Segment Open

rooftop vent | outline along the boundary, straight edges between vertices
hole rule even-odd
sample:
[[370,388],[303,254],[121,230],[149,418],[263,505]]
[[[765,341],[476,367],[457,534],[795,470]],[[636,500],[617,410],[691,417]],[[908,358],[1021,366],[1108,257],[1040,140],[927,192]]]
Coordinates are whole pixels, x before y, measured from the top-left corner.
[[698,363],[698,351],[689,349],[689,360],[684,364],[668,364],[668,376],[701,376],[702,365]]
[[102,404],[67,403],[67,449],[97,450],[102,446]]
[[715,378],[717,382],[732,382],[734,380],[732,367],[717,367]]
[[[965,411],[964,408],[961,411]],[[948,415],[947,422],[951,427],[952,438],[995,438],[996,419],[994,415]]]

Segment Closed

- **What is required**
The line with "[[370,388],[303,254],[121,230],[149,418],[263,505]]" and all the lines after it in the records above are to be output exactly, with nothing added.

- **Task response**
[[370,388],[303,254],[121,230],[149,418],[263,505]]
[[[765,341],[476,367],[457,534],[795,470]],[[636,500],[617,410],[691,417]],[[908,358],[1021,366],[1108,257],[1040,140],[927,192]]]
Coordinates are whole pixels, x before y, measured from the top-left corner.
[[698,363],[698,351],[689,349],[689,360],[684,364],[668,364],[668,376],[701,376],[702,365]]
[[102,404],[67,403],[67,449],[97,450],[102,446]]
[[715,378],[717,382],[732,382],[734,380],[732,367],[717,367]]
[[[965,411],[964,408],[961,411]],[[948,415],[947,422],[951,427],[952,438],[995,438],[996,419],[994,415]]]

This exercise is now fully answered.